→ BRANO DA LEGGERE
E così il Banco di Roma finanziò Sindona con 100 milioni di dollari nel tentativo di salvare la banca americana, Franklin National bank, ventunesimo istituto del Paese, di cui l'avvocato siciliano aveva acquistato il controllo nonostante lo stato comatoso in cui si trovava.

A darmi le informazioni dettagliate (compreso il particolare che a portare i 3 miliardi alla sede della Dc, in una valigetta, era stato Silvano Pontello, che poi si riscatterà rendendo grande la Banca Antonveneta) era stato, dal rifugio in Svizzera, Carlo Bordoni, un tempo braccio destro di Sindona come amministratore delegato della Banca Unione (poi confluita nella Privata).

Bordoni sostenne con me che rivelava tutto perché Sindona lo aveva umiliato tentando di possedere sua moglie Virginia durante un soggiorno all'Hotel St. Regis di New York. Poi, a crack avvenuto, e quando per i giudici italiani Sindona era latitante, fui il primo giornalista a intervistarlo sul fallimento a New York, nell'appartamento 1112 dell'Hotel Pierre, dove l'avvocato finanziere se ne stava tranquillo, protetto da omertà e tutela di alcune autorità americane, visto che era stato uno dei maggiori finanziatori della campagna elettorale di Richard Nixon, in precedenza suo avvocato tramite lo studio Alexander.

In realtà, pochi mesi prima del crack, Sindona era stato carinamente intervistato da Enzo Biagi per la terza pagina del Corriere della Sera con dichiarazioni, non controbattute, secondo cui il suo impero era di una solidità granitica. Sapendo che sapevo, Biagi ha tentato successivamente più volte di ostacolare la mia carriera giornalistica.

Voci archiviate da una raccolta:
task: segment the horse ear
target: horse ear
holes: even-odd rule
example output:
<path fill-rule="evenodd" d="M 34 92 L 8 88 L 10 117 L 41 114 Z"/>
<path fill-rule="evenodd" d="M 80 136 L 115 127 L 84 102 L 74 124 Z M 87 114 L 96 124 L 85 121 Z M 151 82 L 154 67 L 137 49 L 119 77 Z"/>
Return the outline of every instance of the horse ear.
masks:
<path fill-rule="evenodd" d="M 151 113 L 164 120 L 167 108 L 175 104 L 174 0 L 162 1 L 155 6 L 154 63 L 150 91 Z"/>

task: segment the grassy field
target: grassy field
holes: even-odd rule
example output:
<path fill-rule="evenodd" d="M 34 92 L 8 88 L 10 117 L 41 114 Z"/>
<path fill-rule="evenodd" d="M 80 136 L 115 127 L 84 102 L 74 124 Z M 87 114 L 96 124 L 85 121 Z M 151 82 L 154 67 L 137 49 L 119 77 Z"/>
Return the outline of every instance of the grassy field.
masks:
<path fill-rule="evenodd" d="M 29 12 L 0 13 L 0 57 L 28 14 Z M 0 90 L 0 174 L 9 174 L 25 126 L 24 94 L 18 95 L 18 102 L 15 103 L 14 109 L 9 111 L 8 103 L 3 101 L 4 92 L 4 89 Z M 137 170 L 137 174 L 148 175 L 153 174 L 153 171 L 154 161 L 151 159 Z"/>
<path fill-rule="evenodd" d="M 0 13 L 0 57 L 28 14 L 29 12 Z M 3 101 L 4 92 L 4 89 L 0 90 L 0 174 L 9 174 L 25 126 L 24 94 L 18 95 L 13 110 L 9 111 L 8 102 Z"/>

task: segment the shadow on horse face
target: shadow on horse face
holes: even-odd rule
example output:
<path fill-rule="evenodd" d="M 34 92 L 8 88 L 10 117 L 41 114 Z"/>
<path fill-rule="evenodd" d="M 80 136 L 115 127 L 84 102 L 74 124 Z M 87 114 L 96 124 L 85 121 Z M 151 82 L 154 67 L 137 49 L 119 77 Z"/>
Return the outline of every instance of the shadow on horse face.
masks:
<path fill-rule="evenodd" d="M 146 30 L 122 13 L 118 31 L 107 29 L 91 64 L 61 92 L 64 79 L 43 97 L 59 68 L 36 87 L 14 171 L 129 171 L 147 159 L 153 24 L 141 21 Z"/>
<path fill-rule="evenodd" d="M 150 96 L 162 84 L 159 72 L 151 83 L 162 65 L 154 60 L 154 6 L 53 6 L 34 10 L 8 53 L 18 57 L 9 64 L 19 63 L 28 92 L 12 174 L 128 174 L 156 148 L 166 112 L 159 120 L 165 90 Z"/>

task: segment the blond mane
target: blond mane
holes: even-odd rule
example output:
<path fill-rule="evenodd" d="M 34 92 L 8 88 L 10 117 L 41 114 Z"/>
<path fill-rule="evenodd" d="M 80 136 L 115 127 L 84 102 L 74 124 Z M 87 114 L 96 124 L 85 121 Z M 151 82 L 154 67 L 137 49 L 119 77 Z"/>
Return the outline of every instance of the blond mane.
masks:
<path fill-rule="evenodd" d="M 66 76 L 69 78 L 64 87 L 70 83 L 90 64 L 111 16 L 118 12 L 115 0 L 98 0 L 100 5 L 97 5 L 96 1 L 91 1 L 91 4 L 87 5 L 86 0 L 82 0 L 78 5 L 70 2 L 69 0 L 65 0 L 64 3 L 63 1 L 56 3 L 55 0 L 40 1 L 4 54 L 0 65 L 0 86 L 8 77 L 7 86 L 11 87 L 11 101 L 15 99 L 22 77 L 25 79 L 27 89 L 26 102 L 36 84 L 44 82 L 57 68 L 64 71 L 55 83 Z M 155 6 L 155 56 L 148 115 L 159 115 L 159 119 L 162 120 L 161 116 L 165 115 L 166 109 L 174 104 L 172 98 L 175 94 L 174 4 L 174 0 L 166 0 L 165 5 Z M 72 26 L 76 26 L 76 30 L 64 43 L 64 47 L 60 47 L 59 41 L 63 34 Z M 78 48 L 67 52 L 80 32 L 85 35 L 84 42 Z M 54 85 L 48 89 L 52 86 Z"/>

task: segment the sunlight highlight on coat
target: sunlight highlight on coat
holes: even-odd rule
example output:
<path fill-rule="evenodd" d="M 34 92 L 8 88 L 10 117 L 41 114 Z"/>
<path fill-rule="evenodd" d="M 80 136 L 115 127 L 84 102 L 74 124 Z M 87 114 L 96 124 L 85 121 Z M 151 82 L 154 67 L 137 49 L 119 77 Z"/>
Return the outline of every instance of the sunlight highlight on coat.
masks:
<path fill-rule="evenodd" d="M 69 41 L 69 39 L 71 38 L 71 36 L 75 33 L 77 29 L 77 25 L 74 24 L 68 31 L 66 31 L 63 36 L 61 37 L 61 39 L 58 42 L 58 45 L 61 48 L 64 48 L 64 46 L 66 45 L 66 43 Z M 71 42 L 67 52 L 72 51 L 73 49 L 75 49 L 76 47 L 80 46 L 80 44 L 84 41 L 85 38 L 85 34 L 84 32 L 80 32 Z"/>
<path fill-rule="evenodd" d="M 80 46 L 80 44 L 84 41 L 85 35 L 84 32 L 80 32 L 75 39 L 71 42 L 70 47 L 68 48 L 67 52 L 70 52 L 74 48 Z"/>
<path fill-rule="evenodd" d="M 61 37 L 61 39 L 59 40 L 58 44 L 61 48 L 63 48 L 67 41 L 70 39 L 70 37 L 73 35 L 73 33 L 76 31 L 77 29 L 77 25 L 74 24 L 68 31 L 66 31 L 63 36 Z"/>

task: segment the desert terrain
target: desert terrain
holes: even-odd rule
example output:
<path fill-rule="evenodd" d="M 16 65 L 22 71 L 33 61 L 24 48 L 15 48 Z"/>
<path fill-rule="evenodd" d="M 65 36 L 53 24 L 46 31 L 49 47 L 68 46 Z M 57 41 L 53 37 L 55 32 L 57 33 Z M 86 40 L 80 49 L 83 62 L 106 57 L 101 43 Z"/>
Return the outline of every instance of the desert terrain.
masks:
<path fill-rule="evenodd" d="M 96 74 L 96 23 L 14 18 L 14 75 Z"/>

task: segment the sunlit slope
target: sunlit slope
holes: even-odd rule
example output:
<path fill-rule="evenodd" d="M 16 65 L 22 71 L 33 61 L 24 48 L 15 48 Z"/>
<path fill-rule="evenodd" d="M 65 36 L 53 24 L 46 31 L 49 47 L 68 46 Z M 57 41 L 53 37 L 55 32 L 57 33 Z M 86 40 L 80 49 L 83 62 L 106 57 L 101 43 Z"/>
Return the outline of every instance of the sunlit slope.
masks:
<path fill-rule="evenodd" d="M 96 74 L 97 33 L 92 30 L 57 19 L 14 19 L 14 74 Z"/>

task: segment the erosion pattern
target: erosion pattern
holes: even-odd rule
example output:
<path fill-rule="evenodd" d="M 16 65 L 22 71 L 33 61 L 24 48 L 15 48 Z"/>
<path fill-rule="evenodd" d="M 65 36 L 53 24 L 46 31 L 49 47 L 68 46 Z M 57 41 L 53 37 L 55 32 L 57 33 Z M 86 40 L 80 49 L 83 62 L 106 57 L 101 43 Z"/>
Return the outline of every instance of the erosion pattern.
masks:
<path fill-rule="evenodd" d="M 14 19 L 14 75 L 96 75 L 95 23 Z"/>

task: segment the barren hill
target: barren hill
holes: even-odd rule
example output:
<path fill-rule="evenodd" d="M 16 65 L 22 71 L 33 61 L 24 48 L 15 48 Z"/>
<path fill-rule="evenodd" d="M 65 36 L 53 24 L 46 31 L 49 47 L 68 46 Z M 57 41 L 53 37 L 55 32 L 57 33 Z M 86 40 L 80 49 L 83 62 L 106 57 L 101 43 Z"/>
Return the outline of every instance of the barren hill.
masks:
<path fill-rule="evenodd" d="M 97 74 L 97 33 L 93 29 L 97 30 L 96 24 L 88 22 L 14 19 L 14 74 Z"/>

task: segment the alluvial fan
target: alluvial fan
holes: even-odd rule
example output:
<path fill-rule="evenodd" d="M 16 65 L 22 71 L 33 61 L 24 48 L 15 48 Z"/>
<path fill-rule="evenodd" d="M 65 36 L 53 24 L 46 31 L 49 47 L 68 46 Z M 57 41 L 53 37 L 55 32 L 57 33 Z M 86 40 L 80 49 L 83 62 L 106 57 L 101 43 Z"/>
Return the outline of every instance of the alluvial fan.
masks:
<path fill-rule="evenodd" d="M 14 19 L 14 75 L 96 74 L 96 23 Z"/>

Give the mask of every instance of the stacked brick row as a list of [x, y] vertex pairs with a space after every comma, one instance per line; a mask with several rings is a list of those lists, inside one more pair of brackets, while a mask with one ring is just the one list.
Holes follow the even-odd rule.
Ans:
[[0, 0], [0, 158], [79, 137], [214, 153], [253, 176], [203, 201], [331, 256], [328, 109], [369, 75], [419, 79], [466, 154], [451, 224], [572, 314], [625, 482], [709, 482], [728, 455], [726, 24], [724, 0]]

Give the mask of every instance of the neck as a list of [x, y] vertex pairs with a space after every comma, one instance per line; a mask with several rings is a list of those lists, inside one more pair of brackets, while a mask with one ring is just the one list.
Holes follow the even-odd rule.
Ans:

→ ATTIVITÀ DA SVOLGERE
1) Rispondi a queste domande sul brano su Sindona:
(a) Con quale somma il Banco di Roma finanziò Sindona?
(b) In quale appartamento e in quale hotel di New York si trovava Sindona al momento dell'intervista sul fallimento?
(c) Per quale pagina di quale quotidiano Enzo Biagi intervistò Sindona?
2) Prosegui il brano su Sindona con la parte successiva, a partire dall'ultima frase riportata.

→ SOLUZIONI PER ATTIVITÀ
1)
(a) Con 100 milioni di dollari.
(b) Nell'appartamento 1112 dell'Hotel Pierre.
(c) Per la terza pagina del Corriere della Sera.

2)
Dopo Sindona, e dopo il libro 'Il Crack' che ho scritto con Maurizio De Luca, intervistai Bordoni, finito nel carcere modello di Caracas, dove era riparato, per aver frodato le autorità venezuelane per ottenerne la cittadinanza. Bordoni fece le rivelazioni fondamentali perché il procuratore John J. Kenney di Manhattan, con il giudice Thomas Griesa (che ora sta perseguendo il governo argentino per i tango bond non pagati), potesse incarcerare Sindona.

Bordoni rivelò per mio tramite che quanto Sindona aveva dichiarato alla Sec relativamente all'origine dei capitali per comprare la Franklin era falso: i soldi non erano suoi ma delle banche italiane che controllava e se ne era impossessato con prestiti fiduciari. Quella confessione è valsa a Bordoni eterna protezione di tre marshall e il cambiamento dei connotati nel programma dei collaboratori di giustizia.

Per questa mia attività giornalistica, ero in costante contatto con il giudice istruttore Ovilio Urbisci ed ero diventato buon amico del liquidatore Ambrosoli, nonché dei suoi collaboratori, con in primo piano il maresciallo della Guardia di finanza, Silvio Novembre.

Il rapporto di fiducia con Ambrosoli era assoluto e del resto ci accumunavano anche le minacce da parte di Sindona tramite un suo familiare. Fu così, che proprio per parlare delle minacce comuni, che un giorno andai a trovare Ambrosoli negli uffici della banca in via Boito.

Come al solito, Ambrosoli era sorridente e con il volto sereno, nonostante lo stress del lavoro di 16 ore al giorno. «Ho qualcosa da mostrarti», mi disse Giorgio. «Visto che loro alzano il tiro, è giusto che la verità emerga». E mi mostrò la lista cosiddetta dei 500 perché conteneva i nomi e i conti cifrati di 500 italiani presso la banca svizzera di Sindona, la Finabank di Ginevra.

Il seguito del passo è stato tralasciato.